● **Given exercise**
Edit the records below by replacing "single marker" with "single point" and leaving all other text unchanged. Omit the pictures from your answer.

* Begin *

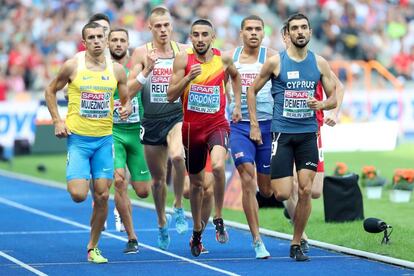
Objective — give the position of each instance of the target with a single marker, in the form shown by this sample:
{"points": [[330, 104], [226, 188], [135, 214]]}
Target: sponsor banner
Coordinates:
{"points": [[17, 121]]}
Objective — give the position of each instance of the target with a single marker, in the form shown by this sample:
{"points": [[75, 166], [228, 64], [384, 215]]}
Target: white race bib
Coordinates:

* End *

● **Result of this task**
Objective — give the position of each instance of the target with a single point, in the form shown by this sample:
{"points": [[330, 104], [226, 188], [135, 214]]}
Target: sponsor banner
Coordinates:
{"points": [[17, 121]]}
Objective — give the position of each instance of the target with a single point, in the form shown by this sample:
{"points": [[75, 166], [228, 64], [384, 215]]}
Target: white race bib
Coordinates:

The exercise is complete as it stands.